WORK INSTRUCTIONS: What is wanted is the line holding "Drop a marker on the blue" and every later line through the end of the entries, set down exactly.

↓↓↓

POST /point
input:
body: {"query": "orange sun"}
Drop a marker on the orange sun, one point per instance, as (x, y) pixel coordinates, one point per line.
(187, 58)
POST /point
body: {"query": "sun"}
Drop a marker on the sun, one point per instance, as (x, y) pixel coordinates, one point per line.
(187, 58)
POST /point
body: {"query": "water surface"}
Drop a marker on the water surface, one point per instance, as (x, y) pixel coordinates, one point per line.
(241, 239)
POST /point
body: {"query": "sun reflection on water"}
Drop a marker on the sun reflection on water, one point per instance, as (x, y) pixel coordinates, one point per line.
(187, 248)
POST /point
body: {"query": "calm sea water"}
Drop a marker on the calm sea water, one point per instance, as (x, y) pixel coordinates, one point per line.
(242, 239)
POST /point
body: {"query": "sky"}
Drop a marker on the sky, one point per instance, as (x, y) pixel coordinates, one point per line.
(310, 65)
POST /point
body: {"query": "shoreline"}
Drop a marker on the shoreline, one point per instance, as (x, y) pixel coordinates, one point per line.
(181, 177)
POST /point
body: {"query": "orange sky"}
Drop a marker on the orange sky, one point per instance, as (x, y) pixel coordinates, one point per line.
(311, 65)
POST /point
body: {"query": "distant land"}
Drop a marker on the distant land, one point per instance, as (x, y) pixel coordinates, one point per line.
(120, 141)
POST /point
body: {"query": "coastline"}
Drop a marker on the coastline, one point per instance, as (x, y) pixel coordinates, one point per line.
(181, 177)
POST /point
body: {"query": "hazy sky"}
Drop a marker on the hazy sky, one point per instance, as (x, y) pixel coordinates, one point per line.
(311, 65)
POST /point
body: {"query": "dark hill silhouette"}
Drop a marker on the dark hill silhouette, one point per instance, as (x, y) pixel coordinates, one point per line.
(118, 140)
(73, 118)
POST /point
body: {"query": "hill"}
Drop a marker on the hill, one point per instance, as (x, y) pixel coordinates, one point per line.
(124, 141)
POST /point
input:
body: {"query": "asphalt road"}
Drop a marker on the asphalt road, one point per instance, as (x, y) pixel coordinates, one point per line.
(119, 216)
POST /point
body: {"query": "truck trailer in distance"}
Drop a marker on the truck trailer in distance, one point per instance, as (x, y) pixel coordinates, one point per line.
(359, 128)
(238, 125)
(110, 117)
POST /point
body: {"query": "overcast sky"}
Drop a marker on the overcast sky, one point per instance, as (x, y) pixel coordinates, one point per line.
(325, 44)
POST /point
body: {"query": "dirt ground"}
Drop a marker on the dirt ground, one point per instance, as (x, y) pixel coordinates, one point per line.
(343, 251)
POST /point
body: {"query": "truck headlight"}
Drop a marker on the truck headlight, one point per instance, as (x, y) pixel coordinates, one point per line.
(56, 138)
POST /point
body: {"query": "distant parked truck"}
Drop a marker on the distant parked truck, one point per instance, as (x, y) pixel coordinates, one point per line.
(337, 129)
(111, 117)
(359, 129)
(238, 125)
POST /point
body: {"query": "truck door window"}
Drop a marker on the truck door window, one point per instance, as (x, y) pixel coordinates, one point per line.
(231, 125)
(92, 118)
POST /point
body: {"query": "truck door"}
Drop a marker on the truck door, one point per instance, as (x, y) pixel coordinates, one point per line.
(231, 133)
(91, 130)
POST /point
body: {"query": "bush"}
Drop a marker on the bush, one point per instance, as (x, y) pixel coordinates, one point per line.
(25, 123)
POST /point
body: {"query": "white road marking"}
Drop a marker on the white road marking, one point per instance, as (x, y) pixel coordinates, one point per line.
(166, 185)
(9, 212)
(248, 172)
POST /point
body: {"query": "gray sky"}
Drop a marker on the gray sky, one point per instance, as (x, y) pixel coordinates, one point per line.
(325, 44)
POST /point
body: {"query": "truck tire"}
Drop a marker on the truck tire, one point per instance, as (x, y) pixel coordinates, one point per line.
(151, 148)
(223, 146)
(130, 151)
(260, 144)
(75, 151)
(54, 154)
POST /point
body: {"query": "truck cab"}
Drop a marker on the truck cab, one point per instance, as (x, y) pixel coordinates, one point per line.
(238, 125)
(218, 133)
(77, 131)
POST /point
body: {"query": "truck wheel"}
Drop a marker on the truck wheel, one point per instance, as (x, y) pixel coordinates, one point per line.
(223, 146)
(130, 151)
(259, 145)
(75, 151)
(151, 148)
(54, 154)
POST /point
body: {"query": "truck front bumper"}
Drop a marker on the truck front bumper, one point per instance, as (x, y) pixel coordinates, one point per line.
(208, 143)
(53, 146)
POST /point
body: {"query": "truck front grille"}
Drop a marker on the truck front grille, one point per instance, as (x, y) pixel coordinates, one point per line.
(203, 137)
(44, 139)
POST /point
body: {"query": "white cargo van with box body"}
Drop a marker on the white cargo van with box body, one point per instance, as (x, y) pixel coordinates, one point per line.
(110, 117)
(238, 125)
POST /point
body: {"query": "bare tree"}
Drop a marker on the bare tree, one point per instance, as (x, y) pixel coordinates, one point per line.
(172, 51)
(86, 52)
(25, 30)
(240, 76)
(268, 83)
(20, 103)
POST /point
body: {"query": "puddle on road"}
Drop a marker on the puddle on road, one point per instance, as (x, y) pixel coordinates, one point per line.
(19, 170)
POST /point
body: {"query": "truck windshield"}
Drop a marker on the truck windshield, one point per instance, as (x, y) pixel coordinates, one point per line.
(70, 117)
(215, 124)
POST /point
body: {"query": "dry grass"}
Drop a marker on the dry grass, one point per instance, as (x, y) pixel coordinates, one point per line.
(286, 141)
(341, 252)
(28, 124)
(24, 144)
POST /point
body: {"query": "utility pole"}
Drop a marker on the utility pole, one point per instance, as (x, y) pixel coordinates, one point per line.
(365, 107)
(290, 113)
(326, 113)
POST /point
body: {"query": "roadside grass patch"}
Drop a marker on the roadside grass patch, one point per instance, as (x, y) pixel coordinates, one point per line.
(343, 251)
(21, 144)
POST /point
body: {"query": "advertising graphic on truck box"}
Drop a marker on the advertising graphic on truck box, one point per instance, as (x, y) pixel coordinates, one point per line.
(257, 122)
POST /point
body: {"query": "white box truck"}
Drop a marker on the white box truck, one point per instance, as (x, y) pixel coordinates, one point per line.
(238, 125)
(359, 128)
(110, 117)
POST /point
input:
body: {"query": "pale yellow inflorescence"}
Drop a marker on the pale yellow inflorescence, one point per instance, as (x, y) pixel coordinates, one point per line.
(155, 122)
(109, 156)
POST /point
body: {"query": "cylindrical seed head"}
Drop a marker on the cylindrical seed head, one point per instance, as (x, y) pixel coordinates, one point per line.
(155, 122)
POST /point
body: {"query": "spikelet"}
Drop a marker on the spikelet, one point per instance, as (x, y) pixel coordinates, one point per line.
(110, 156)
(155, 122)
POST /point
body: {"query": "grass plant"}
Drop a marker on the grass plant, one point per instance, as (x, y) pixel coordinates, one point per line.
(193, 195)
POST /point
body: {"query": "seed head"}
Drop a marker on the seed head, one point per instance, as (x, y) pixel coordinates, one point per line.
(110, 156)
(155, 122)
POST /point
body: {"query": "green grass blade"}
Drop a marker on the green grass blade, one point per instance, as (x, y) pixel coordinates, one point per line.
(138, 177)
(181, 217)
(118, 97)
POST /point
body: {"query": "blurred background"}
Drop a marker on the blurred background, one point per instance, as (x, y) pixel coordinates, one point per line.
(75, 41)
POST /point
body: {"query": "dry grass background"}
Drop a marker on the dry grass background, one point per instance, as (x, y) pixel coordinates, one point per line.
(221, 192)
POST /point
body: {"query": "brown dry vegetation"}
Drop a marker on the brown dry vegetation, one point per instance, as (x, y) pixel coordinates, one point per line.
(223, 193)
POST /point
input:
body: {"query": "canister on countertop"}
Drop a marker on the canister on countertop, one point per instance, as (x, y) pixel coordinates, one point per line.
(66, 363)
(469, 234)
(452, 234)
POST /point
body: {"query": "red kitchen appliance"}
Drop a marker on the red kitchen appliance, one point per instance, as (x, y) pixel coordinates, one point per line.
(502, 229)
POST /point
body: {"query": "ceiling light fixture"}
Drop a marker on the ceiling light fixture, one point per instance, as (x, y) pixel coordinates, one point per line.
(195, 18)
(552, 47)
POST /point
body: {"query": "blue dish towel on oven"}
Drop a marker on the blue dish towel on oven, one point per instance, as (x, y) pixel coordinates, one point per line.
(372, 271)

↑↑↑

REPLY:
Drop a marker on the blue dish towel on oven, one point per instance, as (x, y) pixel coordinates, one point per line.
(372, 271)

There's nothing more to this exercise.